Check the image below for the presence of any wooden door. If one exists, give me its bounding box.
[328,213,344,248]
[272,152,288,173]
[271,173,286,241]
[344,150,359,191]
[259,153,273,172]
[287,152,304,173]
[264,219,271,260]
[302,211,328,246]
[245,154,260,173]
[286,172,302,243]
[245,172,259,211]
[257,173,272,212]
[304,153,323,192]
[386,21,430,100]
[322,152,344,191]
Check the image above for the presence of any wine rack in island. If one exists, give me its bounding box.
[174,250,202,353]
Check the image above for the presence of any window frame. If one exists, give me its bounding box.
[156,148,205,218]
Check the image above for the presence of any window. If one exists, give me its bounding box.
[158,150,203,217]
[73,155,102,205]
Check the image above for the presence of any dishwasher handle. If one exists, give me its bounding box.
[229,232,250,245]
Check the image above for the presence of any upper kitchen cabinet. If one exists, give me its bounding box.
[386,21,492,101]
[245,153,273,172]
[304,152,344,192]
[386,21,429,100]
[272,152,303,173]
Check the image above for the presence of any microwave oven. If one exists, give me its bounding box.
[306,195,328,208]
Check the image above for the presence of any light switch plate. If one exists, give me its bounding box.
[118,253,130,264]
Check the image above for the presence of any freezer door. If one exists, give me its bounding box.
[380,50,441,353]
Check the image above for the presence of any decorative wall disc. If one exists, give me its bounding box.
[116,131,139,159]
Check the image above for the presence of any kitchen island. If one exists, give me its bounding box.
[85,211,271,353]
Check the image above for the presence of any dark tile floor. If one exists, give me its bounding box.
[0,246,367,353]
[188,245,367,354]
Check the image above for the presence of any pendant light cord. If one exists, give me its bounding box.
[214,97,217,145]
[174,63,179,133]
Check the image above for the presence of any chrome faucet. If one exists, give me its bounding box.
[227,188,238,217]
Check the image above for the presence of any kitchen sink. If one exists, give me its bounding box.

::::::

## Aim of the task
Reproduce the stretch of the listing above from the line containing "Check the image above for the presence of any freezer" through the line containing "[85,211,271,353]", keeping every request line as it stands and offsetting each bounding-box coordinate by adding 39.

## Worked answer
Check the image above for the presence of any freezer door. If one exists, give me its bounding box.
[419,89,480,392]
Check the image above for the presence of any decorative wall disc. If one exists, give me its bounding box.
[155,170,178,198]
Check the image above for the presence of any kitchen island. If one exists, give me its bounding box.
[124,250,310,392]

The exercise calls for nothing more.